— Texte fourni —
■ ■ ■ ■

Et puis, il y a un second point de vue. Celui vu à travers la petite vie rangée de la famille d’origine mexicaine Gutiérrez bien intégrée à Modesto. Pour ainsi dire, les enfants s’appellent Tony et Jenny, pas Hector. Signe évident d’une volonté d’intégration totale au pays d’adoption de parents bien installés au cœur de la Californie paisible depuis une vingtaine d’années. Une famille marquée par la perte de leur mère il y a de ça quelques années. Mais un foyer soudé autour d’un père aux principes et valeurs ancrées, solidement inscrites dans l’idéal américain : travail, famille, église. Un père aimant tentant de donner non pas un cadre stricte mais un cadre juste à ses enfants pour qu’il puisse se constituer comme le voudrait n’importe quel parent en sachant qu’il est difficile de jouer le rôle de 2 lorsqu’on est plus que la seule autorité pour 2 jeunes adolescents de 15 et 16 ans se cherchant.

Le père s’attache donc à impliquer ses rejetons tant dans leurs études que leur perspectives futures, conviant notamment son fils à s’occuper de temps à autres des voitures qu’il retape dans son garage, un business monté de ses propres mains. ; vision définitivement américaine. Normalement, à cet instant, vous vous demandez que ce brave trio puisse bien avoir de près ou de loin avec notre crime. Tout. Puisque comme tout ado, Tony fait des conneries, et si se faire un peu d’argent en prêtant le véhicule retapé qu’il avait à charge de faire rouler à n’importe qui un soir de meurtre n’en est pas une grosse ... C’est donc à travers la lente perdition d’un ado qui n’avait pourtant rien pour se faire aspirer par la faille de la complicité que toute la famille revoit ses fondements et ses croyances remises en question (la police, la justice, l’éducation, la voie).

■ ■ ■ ■

— Données enregistrées —
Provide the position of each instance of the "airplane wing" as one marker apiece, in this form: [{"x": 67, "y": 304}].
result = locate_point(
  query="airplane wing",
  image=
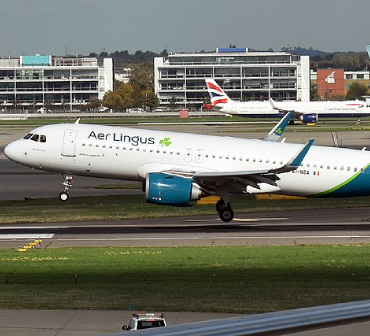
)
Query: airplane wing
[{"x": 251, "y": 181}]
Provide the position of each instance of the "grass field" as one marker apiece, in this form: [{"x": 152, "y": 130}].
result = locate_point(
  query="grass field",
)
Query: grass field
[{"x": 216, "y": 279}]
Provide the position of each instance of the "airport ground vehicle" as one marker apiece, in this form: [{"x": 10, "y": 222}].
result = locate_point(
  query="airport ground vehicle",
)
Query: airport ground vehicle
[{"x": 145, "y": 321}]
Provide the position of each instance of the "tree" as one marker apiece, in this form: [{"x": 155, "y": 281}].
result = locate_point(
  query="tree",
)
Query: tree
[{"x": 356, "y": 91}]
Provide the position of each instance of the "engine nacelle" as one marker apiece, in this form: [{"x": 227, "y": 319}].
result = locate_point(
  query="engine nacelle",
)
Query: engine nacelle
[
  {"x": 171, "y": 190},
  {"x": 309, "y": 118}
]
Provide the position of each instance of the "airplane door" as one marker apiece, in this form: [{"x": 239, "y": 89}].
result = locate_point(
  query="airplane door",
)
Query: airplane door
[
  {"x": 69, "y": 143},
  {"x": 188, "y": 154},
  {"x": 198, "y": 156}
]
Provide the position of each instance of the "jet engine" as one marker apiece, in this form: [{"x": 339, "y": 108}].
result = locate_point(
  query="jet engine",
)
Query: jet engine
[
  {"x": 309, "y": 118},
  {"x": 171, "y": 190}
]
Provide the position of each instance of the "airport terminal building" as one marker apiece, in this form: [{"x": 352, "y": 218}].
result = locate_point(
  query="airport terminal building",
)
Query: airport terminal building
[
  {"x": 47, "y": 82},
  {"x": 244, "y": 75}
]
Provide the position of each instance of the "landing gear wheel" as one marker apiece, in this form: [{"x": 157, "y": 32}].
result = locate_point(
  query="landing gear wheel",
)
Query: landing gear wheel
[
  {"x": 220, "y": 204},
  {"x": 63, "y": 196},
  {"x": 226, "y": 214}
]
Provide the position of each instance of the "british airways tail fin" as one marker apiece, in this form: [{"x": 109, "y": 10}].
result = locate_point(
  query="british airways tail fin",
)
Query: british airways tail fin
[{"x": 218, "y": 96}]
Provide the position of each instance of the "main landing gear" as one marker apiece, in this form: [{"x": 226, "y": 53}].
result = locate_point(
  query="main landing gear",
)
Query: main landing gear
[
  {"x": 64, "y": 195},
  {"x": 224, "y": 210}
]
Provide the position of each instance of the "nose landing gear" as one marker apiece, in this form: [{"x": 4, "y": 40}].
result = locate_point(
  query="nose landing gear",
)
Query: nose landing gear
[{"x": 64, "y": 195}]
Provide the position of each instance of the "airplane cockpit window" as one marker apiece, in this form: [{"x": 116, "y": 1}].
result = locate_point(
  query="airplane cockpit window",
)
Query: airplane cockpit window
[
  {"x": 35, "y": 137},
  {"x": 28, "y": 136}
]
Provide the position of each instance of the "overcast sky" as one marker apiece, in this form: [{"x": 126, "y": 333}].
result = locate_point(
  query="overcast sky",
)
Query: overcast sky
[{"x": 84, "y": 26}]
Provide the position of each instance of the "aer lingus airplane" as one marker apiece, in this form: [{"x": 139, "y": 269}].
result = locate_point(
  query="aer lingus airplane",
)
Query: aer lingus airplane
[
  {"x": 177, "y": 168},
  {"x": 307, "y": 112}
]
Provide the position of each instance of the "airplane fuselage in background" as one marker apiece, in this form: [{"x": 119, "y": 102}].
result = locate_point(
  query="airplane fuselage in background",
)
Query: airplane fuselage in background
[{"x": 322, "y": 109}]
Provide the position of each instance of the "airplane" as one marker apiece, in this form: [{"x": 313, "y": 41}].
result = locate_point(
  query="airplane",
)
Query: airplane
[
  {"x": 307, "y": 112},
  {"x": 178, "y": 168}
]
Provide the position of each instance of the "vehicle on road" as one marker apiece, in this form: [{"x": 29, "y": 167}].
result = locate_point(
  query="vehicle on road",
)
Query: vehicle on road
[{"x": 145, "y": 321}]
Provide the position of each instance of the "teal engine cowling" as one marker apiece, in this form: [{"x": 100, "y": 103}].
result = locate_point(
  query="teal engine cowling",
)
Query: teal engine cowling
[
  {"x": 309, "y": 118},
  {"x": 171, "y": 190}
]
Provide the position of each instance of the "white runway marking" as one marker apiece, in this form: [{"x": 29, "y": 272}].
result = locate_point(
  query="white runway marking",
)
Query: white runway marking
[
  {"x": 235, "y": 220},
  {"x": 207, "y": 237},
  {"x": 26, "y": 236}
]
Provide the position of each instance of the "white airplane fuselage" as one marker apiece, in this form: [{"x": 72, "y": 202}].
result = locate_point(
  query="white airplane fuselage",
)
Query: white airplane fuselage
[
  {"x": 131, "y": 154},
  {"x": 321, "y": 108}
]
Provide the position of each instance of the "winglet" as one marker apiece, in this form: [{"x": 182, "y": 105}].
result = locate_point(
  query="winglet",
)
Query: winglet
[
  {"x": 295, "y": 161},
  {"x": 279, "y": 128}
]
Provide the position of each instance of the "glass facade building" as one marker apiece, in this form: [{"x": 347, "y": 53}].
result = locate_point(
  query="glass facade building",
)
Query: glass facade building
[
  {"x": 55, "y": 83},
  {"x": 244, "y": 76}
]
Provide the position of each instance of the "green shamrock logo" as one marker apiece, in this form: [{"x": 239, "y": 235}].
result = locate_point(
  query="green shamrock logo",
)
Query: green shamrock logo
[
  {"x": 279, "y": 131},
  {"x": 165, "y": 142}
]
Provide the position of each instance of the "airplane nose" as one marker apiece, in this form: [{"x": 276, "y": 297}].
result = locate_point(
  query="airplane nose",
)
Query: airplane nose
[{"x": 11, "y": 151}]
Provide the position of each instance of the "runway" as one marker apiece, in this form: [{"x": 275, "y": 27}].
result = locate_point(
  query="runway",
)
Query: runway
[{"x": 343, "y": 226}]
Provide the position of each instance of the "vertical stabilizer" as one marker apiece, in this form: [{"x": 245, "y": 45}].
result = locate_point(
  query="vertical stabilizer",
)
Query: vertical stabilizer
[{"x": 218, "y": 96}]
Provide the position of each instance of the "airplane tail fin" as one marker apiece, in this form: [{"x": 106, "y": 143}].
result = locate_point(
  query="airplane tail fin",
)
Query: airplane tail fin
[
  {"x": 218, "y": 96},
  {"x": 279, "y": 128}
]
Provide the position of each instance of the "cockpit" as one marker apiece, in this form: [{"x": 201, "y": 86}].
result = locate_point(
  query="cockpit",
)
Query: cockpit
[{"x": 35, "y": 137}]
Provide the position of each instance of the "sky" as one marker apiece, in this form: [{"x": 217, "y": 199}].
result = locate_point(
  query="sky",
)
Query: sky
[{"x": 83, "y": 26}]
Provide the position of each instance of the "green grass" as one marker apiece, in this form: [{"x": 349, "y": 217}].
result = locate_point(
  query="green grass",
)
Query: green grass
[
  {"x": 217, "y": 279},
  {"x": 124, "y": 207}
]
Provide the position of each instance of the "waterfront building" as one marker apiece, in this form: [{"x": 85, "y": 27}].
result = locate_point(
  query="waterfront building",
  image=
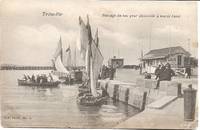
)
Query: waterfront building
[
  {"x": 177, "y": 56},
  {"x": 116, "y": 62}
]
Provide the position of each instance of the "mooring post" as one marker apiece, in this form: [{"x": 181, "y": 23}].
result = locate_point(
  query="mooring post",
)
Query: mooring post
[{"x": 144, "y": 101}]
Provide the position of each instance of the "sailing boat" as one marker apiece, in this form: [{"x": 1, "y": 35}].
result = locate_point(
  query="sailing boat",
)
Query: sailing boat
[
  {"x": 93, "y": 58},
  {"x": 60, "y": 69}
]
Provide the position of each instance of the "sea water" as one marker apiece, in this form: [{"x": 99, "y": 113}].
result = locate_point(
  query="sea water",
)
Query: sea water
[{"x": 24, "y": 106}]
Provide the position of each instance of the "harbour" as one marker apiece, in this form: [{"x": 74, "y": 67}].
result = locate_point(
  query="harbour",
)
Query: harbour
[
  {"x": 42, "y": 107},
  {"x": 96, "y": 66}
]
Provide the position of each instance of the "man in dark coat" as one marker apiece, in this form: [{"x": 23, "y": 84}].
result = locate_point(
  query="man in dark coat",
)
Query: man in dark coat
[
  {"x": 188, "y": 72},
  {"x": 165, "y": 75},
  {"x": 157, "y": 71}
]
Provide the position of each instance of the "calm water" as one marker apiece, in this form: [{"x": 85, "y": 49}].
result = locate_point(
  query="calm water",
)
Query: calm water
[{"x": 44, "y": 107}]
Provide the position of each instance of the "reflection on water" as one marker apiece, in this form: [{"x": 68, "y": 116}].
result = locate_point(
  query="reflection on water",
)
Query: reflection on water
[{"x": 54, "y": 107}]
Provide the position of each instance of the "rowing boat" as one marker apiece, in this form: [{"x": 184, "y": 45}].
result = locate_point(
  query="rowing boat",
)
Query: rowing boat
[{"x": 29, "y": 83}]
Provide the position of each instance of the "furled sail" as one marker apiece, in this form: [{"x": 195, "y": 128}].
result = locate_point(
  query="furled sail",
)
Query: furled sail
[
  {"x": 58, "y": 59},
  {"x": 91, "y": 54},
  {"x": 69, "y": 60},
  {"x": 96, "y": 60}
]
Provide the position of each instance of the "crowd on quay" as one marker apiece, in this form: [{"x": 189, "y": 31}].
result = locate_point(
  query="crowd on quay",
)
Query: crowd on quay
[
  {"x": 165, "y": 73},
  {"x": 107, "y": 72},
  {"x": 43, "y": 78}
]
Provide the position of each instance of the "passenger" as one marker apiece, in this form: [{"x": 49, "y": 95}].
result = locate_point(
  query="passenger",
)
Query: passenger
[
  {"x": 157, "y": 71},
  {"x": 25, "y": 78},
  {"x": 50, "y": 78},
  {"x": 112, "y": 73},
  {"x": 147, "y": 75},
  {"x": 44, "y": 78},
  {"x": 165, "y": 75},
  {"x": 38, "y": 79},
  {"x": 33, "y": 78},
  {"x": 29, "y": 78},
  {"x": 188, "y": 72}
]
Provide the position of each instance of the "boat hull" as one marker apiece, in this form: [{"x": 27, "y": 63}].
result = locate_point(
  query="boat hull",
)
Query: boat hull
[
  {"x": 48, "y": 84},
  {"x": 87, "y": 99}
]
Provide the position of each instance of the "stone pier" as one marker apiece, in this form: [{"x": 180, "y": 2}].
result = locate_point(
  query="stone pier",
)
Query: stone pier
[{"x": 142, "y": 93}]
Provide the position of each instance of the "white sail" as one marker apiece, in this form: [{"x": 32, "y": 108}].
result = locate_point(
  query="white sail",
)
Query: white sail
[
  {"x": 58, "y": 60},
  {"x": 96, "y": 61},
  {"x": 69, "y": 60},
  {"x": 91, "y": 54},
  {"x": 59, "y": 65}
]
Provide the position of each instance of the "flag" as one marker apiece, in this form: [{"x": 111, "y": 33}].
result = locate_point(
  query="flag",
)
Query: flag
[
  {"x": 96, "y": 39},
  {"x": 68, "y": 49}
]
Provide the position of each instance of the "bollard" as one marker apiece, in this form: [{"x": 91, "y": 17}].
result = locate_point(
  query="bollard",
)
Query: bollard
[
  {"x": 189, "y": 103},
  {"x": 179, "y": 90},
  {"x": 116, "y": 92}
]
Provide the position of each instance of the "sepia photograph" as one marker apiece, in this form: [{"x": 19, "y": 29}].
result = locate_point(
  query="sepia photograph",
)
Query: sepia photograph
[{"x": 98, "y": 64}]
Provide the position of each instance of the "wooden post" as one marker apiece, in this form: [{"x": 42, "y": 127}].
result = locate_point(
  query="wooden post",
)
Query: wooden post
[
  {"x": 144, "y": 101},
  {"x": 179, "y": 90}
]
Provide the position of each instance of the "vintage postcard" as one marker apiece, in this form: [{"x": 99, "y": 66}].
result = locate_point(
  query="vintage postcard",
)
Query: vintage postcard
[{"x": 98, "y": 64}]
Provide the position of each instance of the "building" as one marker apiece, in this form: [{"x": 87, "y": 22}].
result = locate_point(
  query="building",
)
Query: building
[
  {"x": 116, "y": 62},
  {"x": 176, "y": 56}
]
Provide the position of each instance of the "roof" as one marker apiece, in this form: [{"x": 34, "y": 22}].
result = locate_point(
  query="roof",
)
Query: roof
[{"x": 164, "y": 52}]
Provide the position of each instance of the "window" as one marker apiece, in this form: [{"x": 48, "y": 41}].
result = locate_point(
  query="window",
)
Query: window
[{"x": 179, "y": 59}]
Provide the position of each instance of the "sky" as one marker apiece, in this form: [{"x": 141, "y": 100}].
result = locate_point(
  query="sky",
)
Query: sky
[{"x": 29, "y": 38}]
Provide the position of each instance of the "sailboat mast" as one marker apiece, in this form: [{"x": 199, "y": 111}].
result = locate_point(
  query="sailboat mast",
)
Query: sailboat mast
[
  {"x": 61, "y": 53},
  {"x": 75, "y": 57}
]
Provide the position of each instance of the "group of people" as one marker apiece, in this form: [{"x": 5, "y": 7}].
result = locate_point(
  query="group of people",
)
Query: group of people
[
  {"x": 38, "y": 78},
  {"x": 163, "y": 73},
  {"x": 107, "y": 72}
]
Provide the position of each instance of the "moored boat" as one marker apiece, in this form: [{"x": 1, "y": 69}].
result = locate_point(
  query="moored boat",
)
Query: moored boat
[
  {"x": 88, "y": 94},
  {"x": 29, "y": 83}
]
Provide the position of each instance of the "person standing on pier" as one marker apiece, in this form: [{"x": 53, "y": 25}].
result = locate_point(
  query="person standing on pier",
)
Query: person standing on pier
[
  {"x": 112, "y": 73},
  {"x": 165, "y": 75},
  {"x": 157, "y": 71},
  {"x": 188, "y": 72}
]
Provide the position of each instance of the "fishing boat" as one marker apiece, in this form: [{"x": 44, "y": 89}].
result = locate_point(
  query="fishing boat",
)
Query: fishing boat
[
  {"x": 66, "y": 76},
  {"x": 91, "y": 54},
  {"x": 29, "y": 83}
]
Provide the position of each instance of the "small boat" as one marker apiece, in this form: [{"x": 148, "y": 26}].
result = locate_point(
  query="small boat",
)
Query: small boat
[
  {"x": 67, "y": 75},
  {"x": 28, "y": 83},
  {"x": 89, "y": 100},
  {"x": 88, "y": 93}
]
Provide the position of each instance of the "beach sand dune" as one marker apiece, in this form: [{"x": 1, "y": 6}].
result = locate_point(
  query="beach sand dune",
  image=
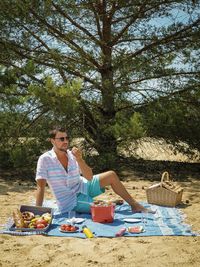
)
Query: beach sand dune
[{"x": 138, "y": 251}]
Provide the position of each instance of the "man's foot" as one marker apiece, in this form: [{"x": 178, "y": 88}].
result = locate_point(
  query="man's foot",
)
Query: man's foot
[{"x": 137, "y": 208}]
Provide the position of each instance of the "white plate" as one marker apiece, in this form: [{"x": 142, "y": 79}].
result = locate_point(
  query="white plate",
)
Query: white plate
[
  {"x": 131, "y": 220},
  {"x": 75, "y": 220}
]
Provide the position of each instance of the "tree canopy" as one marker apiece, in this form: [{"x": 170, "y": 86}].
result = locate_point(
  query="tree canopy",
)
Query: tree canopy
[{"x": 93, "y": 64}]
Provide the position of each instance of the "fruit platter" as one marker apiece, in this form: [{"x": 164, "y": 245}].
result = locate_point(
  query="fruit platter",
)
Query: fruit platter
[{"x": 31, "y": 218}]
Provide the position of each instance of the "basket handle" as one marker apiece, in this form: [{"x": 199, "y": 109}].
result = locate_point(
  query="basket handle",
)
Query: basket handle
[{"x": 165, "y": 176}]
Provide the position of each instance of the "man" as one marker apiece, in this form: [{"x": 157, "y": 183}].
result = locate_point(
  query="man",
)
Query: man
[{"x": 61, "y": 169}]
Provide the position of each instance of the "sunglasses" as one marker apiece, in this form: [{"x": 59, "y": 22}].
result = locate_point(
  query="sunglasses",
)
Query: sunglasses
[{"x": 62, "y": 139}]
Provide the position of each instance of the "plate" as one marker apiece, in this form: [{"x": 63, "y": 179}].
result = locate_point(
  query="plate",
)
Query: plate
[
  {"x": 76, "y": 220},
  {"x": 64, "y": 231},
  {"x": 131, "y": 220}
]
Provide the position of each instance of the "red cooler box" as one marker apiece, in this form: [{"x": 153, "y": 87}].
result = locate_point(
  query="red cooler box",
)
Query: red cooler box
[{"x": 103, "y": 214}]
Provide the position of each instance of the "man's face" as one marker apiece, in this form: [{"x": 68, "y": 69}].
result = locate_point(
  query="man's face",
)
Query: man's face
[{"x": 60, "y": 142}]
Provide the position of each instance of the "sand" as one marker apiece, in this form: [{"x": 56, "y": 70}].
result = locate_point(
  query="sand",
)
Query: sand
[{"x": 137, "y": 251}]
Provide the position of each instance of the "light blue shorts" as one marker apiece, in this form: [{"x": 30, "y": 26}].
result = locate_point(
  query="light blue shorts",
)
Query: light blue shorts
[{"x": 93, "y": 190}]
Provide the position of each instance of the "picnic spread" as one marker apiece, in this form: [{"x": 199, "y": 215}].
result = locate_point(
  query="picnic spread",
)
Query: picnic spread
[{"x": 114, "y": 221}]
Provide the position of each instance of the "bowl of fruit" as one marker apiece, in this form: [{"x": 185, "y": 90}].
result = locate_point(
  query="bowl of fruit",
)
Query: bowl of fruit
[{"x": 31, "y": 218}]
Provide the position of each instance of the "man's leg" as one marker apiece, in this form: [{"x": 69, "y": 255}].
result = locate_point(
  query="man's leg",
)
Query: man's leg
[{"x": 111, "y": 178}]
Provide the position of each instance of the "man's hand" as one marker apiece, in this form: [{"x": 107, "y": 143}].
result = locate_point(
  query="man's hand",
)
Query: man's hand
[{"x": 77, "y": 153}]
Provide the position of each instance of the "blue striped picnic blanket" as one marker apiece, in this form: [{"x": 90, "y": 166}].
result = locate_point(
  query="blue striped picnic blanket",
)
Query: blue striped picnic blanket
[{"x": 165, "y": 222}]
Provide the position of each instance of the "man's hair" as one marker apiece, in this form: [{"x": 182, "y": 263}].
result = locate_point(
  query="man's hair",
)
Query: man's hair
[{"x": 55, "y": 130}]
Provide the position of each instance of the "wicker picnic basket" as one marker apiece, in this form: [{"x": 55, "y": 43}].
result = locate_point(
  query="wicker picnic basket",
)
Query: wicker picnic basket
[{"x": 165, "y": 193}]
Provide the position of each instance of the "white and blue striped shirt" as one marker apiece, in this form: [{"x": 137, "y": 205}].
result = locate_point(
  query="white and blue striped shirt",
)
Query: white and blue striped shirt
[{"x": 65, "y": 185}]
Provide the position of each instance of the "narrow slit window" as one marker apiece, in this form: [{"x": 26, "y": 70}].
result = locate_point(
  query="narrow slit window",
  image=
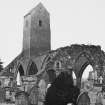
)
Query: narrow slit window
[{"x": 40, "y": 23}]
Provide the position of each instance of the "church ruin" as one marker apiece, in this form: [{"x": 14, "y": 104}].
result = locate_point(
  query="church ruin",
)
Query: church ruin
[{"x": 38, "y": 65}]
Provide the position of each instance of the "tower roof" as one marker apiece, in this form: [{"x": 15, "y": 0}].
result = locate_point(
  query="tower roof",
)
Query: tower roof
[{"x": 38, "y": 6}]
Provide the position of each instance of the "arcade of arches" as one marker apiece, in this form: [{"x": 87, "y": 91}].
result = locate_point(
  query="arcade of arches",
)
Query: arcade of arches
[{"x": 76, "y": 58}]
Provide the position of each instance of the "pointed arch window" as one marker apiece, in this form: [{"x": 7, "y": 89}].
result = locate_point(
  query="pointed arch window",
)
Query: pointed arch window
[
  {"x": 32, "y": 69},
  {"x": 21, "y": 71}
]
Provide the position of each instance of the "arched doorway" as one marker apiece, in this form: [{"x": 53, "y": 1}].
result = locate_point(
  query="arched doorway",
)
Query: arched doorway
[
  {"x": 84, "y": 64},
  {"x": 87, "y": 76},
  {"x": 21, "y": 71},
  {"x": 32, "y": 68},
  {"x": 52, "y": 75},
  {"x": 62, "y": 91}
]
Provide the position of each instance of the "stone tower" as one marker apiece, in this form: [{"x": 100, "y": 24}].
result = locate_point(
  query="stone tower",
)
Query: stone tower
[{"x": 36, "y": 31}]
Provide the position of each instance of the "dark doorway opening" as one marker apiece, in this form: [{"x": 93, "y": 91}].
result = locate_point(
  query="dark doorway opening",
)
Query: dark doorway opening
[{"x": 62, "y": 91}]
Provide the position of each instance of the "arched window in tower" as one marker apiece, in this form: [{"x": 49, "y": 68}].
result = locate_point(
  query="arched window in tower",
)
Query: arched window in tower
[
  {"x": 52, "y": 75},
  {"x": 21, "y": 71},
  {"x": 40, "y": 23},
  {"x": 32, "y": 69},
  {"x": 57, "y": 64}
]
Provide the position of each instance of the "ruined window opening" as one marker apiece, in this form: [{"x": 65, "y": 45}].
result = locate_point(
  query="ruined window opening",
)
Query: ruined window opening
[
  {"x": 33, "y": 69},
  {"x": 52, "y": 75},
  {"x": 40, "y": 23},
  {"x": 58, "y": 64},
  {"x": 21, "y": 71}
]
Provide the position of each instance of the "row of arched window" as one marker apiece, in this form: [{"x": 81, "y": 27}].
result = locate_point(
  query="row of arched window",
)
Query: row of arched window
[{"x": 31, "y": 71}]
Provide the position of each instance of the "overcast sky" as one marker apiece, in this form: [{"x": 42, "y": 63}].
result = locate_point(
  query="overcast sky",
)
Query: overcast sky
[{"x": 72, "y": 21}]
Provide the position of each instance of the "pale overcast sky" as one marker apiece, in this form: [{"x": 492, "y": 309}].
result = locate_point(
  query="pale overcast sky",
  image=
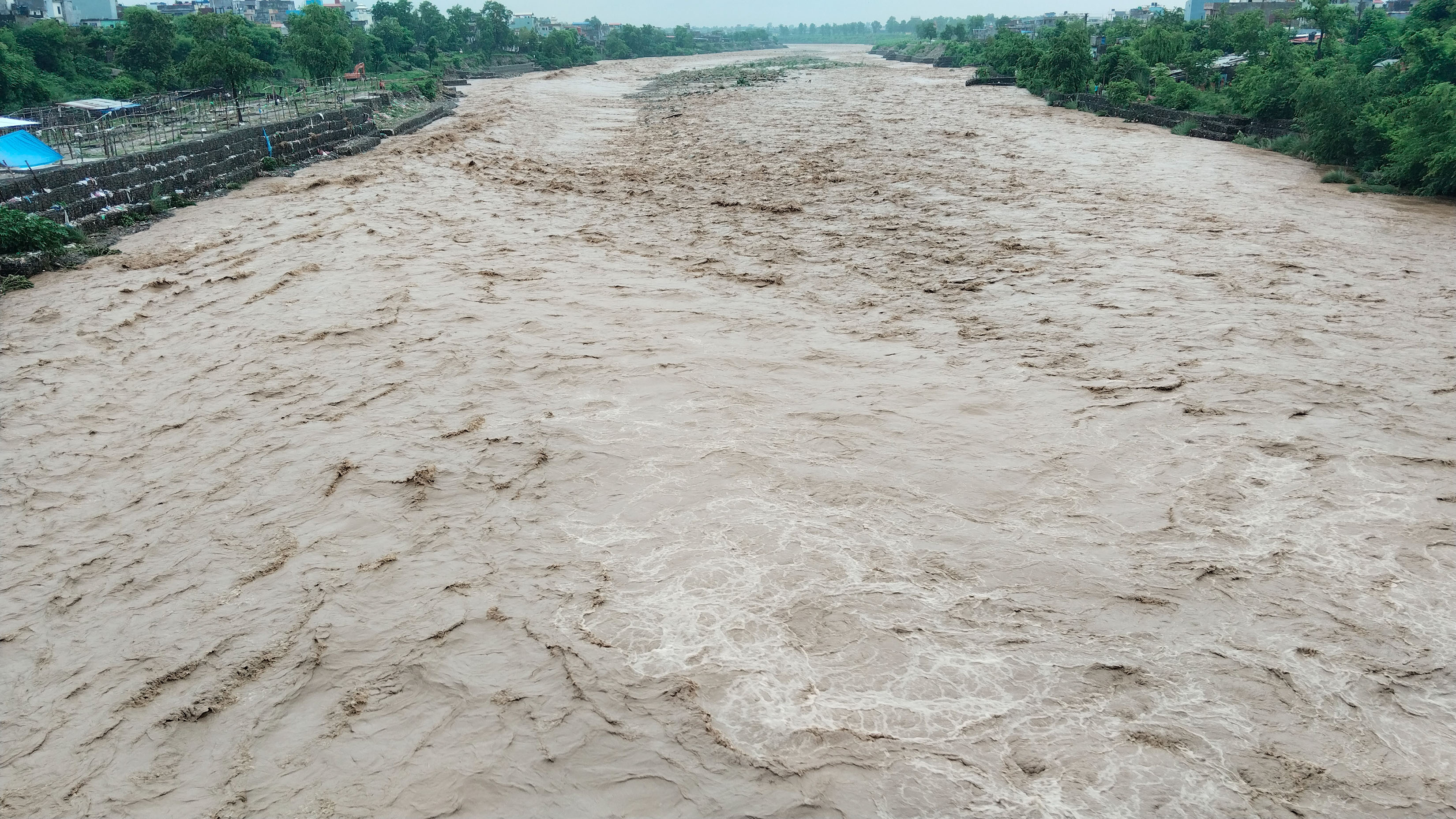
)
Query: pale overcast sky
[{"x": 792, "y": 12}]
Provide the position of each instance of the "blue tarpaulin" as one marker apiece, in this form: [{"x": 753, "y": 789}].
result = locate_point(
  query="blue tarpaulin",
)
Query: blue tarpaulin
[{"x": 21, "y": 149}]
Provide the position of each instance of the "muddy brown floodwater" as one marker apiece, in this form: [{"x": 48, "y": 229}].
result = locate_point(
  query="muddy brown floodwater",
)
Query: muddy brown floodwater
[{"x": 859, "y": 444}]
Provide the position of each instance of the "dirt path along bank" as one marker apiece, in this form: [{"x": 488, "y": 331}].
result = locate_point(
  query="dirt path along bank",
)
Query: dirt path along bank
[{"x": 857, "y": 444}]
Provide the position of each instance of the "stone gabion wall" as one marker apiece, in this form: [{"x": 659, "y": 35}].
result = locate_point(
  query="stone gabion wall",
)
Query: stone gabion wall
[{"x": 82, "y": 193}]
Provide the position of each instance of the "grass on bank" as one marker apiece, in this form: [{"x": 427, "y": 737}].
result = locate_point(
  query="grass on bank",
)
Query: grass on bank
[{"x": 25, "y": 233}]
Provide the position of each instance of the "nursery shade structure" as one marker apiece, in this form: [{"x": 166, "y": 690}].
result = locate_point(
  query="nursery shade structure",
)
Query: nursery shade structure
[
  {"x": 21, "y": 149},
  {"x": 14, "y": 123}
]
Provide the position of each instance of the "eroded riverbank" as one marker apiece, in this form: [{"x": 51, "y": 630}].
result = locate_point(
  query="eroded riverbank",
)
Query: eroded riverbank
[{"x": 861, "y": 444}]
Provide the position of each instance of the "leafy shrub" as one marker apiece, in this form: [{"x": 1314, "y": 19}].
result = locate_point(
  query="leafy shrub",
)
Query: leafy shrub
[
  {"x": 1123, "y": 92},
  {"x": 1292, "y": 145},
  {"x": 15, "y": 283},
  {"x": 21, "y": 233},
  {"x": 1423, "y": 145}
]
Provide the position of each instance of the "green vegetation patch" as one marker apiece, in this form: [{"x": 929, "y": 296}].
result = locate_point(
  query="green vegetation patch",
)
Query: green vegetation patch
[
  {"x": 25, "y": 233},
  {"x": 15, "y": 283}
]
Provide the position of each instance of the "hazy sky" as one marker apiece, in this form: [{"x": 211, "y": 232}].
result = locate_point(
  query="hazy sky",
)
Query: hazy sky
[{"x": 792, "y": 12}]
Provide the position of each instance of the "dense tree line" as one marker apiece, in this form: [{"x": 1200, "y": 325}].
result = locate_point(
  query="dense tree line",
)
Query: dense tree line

■ ■ ■ ■

Pour chaque affirmation, dites si elle concorde avec le texte fourni, par oui ou par non, en citant textuellement les mots décisifs. 1. Les enfants Gutiérrez s'appellent Tony et Jenny. 2. La famille est installée en Californie depuis une dizaine d'années. 3. Le père retape des voitures dans son garage.

1. Oui : « les enfants s’appellent Tony et Jenny »
2. Non : « depuis une vingtaine d’années »
3. Oui : « des voitures qu’il retape dans son garage »